Text passage:
....

# Born Free Show LBC



## Elvisfink (Oct 13, 2008)

Well I spent Saturday shooting the Born Free chopper show in Long Beach California. I picked up a new Canon 5D MKII last week. I still haven't replaced any of my lenses yet, so had to stop by a friend's house on the way to pick a few. Great show lot's cool rides and a ton (two pallets) of free Pabst Blue Ribbon!
Cheers,
EF


----------



## cEElint (Oct 6, 2009)

nice pics!.. and nice choice on the camera... i wish i could afford something like that.. i just need some good lenses for mine (Olympus E-330)


----------



## Elvisfink (Oct 13, 2008)

cEElint said:


> nice pics!.. and nice choice on the camera... i wish i could afford something like that.. i just need some good lenses for mine (Olympus E-330)


Thanks! I'm pretty happy so far with the 5D MKII. It's replacing my Canon 1D MKII that was stolen last month. I'm not shooting as much sports anymore so I decided to go with a full size sensor and 21 megapixels. Now I just need to get my check from the insurance company so I can start replacing my lenses.


----------



## Black Rabbit (Nov 14, 2009)

Awesome pics  I love going to the bike shows.  Were going to go tattoo at a bike run this weekend  I have to get some nice bike pics when I'm not busy out there.


----------



## ~StangChick~ (Jan 1, 2009)

Hey those are some great shots, nice bikes.


----------



## American_Pit13 (Apr 23, 2007)

Very nice. That new cam is doing a nice job.


----------

....

Work required: Copy out the Born Free show thread above, word for word. The lines after this point come from a separate source, not from the thread.

Data segment:
....

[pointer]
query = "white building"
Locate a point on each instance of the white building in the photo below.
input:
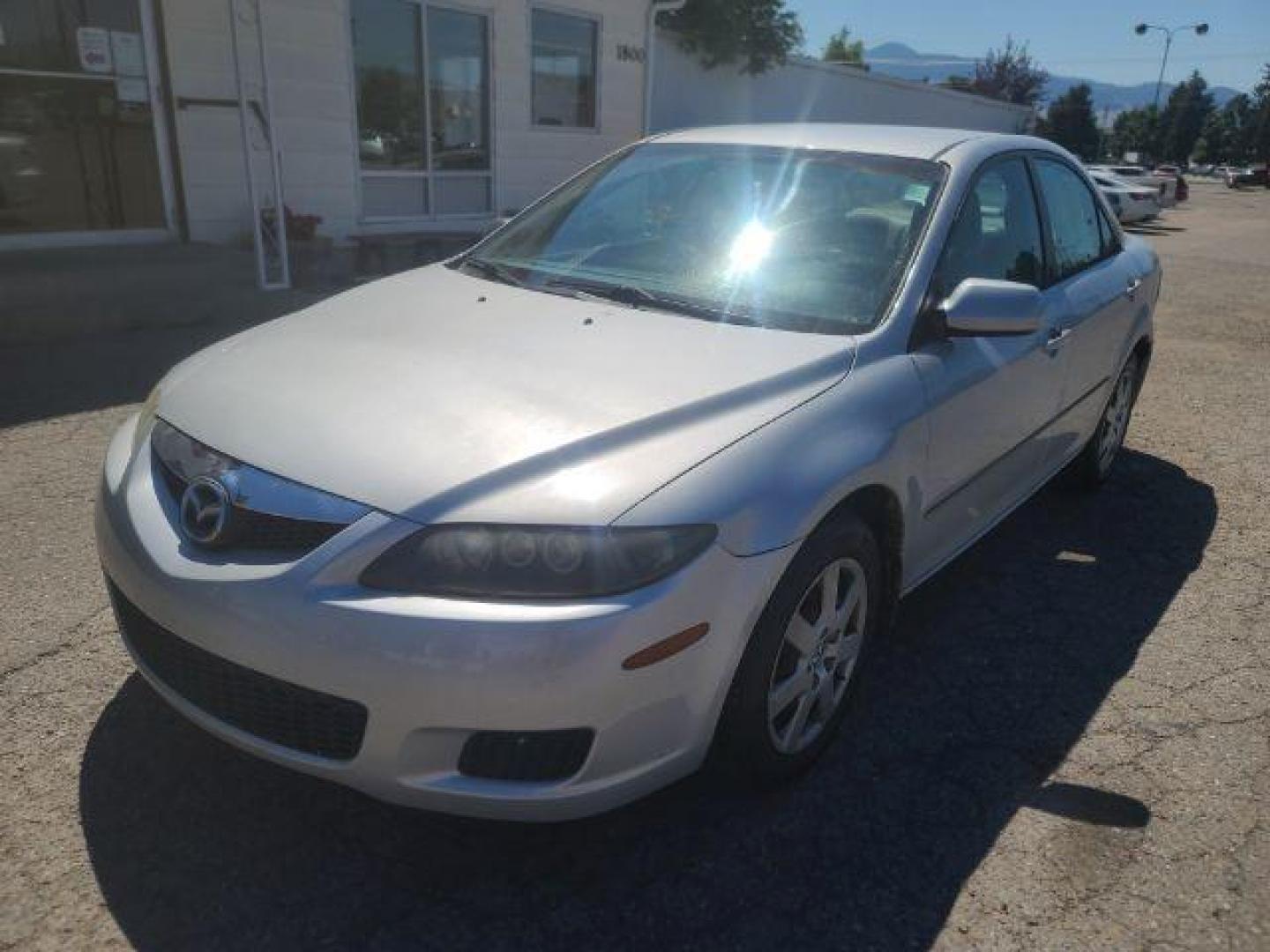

....

The answer:
# Born Free Show LBC



## Elvisfink (Oct 13, 2008)

Well I spent Saturday shooting the Born Free chopper show in Long Beach California. I picked up a new Canon 5D MKII last week. I still haven't replaced any of my lenses yet, so had to stop by a friend's house on the way to pick a few. Great show lot's cool rides and a ton (two pallets) of free Pabst Blue Ribbon!
Cheers,
EF


----------



## cEElint (Oct 6, 2009)

nice pics!.. and nice choice on the camera... i wish i could afford something like that.. i just need some good lenses for mine (Olympus E-330)


----------



## Elvisfink (Oct 13, 2008)

cEElint said:


> nice pics!.. and nice choice on the camera... i wish i could afford something like that.. i just need some good lenses for mine (Olympus E-330)


Thanks! I'm pretty happy so far with the 5D MKII. It's replacing my Canon 1D MKII that was stolen last month. I'm not shooting as much sports anymore so I decided to go with a full size sensor and 21 megapixels. Now I just need to get my check from the insurance company so I can start replacing my lenses.


----------



## Black Rabbit (Nov 14, 2009)

Awesome pics  I love going to the bike shows.  Were going to go tattoo at a bike run this weekend  I have to get some nice bike pics when I'm not busy out there.


----------



## ~StangChick~ (Jan 1, 2009)

Hey those are some great shots, nice bikes.


----------



## American_Pit13 (Apr 23, 2007)

Very nice. That new cam is doing a nice job.


----------